Excerpts from point annotation data
# # #
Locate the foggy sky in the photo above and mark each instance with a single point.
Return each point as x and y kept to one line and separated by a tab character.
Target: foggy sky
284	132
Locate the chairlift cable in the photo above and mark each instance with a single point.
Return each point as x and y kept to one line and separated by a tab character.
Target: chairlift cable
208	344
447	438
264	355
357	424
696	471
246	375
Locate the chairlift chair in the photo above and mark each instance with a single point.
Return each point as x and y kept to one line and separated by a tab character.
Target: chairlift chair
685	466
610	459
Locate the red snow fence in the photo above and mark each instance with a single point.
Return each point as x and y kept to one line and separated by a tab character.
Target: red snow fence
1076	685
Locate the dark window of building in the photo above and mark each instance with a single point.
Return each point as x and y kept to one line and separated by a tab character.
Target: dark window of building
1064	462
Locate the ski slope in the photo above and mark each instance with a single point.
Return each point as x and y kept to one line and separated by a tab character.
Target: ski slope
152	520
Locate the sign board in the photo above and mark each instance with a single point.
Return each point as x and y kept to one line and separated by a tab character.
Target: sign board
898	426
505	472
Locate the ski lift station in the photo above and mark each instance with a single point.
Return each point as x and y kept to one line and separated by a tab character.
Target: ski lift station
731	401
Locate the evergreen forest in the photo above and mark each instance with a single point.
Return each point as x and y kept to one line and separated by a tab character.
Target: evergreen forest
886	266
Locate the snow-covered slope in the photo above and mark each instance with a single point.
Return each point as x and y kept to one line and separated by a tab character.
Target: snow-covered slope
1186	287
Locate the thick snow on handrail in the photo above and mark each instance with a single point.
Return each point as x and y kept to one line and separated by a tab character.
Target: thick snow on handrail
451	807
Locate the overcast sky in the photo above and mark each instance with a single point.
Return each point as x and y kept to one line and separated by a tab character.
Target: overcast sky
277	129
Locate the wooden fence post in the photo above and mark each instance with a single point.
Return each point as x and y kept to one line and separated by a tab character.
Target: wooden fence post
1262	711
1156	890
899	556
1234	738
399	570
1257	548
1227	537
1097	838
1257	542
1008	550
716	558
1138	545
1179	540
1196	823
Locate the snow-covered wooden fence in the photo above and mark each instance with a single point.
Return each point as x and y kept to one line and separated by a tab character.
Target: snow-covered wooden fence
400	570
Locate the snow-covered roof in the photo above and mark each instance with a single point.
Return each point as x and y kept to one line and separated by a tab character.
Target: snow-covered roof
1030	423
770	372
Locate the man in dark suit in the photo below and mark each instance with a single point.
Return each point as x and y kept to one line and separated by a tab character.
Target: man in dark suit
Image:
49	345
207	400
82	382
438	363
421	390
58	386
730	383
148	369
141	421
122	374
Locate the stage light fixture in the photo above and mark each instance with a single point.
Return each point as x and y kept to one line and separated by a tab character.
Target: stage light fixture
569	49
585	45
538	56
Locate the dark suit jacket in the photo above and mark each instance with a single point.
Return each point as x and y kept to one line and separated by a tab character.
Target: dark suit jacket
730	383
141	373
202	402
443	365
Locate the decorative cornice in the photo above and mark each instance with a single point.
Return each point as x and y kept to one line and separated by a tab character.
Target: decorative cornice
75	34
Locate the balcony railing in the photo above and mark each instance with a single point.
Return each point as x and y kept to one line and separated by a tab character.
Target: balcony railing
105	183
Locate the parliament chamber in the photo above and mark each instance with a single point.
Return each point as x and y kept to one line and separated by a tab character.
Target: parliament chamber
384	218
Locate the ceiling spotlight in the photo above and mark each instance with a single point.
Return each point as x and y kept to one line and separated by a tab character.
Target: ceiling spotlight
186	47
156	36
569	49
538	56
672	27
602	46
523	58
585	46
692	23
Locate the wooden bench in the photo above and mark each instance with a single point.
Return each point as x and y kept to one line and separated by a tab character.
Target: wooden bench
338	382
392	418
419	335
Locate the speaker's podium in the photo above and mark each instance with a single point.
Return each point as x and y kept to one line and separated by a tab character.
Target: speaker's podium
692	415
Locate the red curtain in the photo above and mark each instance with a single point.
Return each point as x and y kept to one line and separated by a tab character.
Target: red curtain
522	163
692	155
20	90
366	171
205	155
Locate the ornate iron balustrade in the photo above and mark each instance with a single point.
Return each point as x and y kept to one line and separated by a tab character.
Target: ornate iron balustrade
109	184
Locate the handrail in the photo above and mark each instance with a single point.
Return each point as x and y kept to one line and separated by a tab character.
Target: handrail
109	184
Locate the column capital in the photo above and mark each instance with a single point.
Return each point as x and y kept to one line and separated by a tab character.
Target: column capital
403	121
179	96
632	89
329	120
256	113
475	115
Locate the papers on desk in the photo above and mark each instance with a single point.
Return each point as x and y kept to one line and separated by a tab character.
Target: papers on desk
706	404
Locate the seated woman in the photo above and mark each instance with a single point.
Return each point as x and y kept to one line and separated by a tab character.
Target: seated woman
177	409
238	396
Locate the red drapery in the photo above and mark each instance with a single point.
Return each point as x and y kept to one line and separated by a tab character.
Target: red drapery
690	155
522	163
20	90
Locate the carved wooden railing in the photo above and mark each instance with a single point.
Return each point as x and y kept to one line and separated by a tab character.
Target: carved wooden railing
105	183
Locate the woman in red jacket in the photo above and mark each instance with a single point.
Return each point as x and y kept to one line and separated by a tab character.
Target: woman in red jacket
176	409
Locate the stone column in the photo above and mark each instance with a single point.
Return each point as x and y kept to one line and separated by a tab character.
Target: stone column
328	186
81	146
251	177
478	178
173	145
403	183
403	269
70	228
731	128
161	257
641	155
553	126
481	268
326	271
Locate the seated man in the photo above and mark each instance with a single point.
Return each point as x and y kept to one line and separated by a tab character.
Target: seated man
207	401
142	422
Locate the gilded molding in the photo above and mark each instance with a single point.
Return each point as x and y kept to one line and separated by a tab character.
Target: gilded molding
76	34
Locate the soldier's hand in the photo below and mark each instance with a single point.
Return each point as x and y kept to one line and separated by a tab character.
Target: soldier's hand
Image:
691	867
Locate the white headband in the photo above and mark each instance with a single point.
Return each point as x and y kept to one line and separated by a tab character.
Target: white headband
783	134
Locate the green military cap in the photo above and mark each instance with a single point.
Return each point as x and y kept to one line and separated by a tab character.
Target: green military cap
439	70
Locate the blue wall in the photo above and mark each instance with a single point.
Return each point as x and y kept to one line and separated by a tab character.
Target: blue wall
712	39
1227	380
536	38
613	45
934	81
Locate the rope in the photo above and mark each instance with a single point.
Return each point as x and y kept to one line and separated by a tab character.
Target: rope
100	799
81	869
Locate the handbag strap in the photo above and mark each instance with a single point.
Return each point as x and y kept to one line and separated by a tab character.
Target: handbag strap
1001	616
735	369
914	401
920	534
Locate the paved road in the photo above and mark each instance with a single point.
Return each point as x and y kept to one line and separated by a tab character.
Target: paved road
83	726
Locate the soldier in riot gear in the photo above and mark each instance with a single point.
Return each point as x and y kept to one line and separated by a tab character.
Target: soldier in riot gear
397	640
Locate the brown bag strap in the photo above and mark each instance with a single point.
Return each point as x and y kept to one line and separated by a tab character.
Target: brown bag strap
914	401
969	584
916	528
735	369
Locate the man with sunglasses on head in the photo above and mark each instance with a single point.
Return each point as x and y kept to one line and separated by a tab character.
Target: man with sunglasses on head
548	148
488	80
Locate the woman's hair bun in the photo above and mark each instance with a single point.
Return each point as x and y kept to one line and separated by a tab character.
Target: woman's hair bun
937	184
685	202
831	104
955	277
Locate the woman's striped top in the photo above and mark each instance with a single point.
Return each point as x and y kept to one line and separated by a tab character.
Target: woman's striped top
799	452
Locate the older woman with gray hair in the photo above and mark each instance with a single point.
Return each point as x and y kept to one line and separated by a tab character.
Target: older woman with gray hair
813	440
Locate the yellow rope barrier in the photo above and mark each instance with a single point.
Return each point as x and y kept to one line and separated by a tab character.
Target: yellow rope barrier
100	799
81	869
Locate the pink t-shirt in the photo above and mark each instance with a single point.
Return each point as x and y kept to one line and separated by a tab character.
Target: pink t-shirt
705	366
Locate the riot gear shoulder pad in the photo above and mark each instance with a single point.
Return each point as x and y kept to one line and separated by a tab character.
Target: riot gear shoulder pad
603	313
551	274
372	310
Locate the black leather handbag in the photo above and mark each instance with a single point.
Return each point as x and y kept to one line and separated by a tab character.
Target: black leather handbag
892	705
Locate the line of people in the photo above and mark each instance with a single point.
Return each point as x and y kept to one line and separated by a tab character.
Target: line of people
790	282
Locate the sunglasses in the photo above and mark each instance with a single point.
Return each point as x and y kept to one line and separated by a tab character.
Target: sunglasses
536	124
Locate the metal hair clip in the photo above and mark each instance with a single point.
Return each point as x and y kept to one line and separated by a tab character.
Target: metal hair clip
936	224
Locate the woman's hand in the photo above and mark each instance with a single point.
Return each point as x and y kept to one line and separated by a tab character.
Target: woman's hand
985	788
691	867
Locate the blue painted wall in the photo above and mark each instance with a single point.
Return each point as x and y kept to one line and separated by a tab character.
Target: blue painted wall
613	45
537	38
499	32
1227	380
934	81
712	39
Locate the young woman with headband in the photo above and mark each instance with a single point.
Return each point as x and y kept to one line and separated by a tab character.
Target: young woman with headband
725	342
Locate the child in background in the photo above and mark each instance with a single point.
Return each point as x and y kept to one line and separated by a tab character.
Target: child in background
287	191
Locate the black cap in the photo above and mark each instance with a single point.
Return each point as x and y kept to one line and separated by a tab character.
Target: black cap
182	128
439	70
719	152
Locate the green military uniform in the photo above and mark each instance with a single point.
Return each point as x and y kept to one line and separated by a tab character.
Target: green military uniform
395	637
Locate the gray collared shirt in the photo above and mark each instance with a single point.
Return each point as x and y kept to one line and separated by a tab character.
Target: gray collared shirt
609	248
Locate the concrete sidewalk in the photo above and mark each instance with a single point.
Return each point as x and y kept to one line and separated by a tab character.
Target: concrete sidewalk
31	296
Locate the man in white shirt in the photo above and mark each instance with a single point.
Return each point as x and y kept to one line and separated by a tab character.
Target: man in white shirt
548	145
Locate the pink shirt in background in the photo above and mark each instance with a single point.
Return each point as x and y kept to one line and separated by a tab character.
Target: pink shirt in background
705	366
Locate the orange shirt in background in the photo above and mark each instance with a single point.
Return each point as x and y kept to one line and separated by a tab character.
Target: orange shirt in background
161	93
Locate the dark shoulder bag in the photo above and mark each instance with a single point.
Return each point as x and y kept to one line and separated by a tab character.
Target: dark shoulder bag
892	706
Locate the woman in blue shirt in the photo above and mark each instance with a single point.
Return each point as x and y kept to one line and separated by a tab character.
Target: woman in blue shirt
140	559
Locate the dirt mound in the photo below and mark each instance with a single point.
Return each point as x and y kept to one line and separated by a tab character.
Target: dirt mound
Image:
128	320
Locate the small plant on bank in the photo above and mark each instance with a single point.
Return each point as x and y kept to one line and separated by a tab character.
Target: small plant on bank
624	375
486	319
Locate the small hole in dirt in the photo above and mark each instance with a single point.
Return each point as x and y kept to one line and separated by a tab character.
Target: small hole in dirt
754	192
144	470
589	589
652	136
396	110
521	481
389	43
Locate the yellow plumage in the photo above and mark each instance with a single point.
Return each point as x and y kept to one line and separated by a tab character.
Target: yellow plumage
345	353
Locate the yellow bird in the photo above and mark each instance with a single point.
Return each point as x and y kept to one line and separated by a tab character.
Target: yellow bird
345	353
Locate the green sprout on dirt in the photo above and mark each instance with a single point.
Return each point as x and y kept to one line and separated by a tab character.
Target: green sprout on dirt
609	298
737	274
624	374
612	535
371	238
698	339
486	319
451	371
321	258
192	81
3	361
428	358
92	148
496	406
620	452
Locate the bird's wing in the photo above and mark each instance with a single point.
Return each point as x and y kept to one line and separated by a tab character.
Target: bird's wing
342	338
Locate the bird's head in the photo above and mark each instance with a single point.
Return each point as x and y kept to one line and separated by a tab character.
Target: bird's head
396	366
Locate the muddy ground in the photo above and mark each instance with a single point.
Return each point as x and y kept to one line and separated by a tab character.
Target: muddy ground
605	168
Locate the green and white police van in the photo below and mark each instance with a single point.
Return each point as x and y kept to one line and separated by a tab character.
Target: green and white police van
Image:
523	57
# # #
→ TASK DETAILS:
Begin at the line containing "Locate the bird's wing" and reproduce each line through the end of the records above.

→ CORRECT OUTPUT:
Locate the bird's wing in the photo above and mark each instance with a single point.
Return each point as x and y kept to one line and separated by a tab character.
Target: bird's wing
342	338
Locate the bird's head in the photo above and mark each instance with a single point.
Return each point as x and y kept to one line and separated by a tab character.
Target: bird's head
396	366
Locate the muddy ground in the photo above and mark each instance with a single point.
Return each point as x and y kept to one line and separated by a tab character.
Target: muddy ground
605	168
Locate the green and white police van in the photo below and mark each instance with a single point.
Return each point as x and y kept to one line and separated by a tab character.
Target: green and white police van
Image:
523	57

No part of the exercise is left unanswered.